• [OBJECTIVE]: Please reproduce the character-class exercise text word for word, beginning at "use_ability works because" and stopping after "the hierarchy explosion.".

Testing Requirements

Your implementation should:

  1. Create one of each character type
  2. Display their initial stats
  3. Simulate a battle between two characters
  4. Show leveling up
  5. Demonstrate all special abilities
  6. Test party management

Files to Create

  • characters.py - All character classes
  • battle.py - Combat system
  • party.py - Party management
  • main.py - Demo program
  • README.md - This file

Inheritance Explosion

With four character classes, inheritance works well. But what happens when you add Paladin, Necromancer, Ranger, Bard, Monk, and Druid? Each new subclass duplicates boilerplate and the hierarchy grows linearly. At that point, consider switching to composition: define abilities as objects (PowerStrike, Fireball, Backstab) and attach them to a generic Character. This is the same design shift covered in the Composition vs Inheritance section.

Separation of Concerns

Consider splitting the project further: keep character data (stats, growth rates) in a separate module or JSON file, game logic (combat rules, XP formulas) in the engine, and presentation (combat log formatting, display) in a UI layer. This separation makes each component independently testable and modifiable.

Good luck, adventurer!

Exercises

Exercise 1. Explain how special_ability() demonstrates polymorphism. Write a function use_ability(character) that calls character.special_ability() without checking the character's type. Show that it works correctly for Warrior, Mage, and Healer instances.

Solution to Exercise 1 
from abc import ABC, abstractmethod

class Character(ABC):
    def __init__(self, name, health, attack):
        self.name = name
        self.health = health
        self.attack = attack

    @abstractmethod
    def special_ability(self):
        pass

class Warrior(Character):
    def special_ability(self):
        damage = self.attack * 2
        return f"{self.name} uses Power Strike for {damage} damage!"

class Mage(Character):
    def special_ability(self):
        damage = self.attack * 3
        return f"{self.name} casts Fireball for {damage} damage!"

class Healer(Character):
    def special_ability(self):
        heal = self.health // 2
        return f"{self.name} uses Holy Light, healing for {heal} HP!"

def use_ability(character):
    # No type checking — polymorphism handles dispatch
    print(character.special_ability())

for c in [Warrior("Conan", 100, 15), Mage("Gandalf", 60, 25), Healer("Mercy", 80, 8)]:
    use_ability(c)

use_ability works because all subclasses implement special_ability() — the ABC guarantees it. The caller does not need if isinstance(...) checks. This is polymorphism: same interface, different behavior based on type.

Exercise 2. The current design uses one subclass per character type. Describe what happens when you need to add 10 more character types. Sketch a composition-based alternative where abilities are objects attached to a generic Character, and explain how this avoids the hierarchy explosion.

• [DATA EXTRACT]:
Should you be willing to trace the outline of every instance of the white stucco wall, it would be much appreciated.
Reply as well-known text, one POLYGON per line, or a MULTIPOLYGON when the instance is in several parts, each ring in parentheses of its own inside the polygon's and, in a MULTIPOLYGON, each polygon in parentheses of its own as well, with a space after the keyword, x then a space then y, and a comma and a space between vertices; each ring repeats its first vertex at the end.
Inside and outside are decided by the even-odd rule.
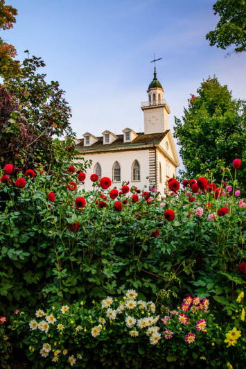
POLYGON ((90 175, 94 173, 96 163, 99 163, 102 169, 102 177, 109 177, 112 180, 113 166, 117 161, 121 166, 121 182, 112 182, 112 187, 118 189, 121 187, 122 181, 130 181, 129 186, 137 186, 139 189, 143 189, 144 186, 148 189, 149 182, 146 179, 148 176, 149 155, 148 150, 136 150, 129 151, 106 152, 100 153, 86 153, 81 156, 87 160, 92 160, 91 168, 87 171, 87 178, 85 181, 85 189, 92 189, 92 182, 89 179, 90 175), (140 164, 140 181, 133 182, 132 178, 132 166, 135 160, 140 164))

• [FULL SOLUTION]:
use_ability works because all subclasses implement special_ability() — the ABC guarantees it. The caller does not need if isinstance(...) checks. This is polymorphism: same interface, different behavior based on type.

Exercise 2. The current design uses one subclass per character type. Describe what happens when you need to add 10 more character types. Sketch a composition-based alternative where abilities are objects attached to a generic Character, and explain how this avoids the hierarchy explosion.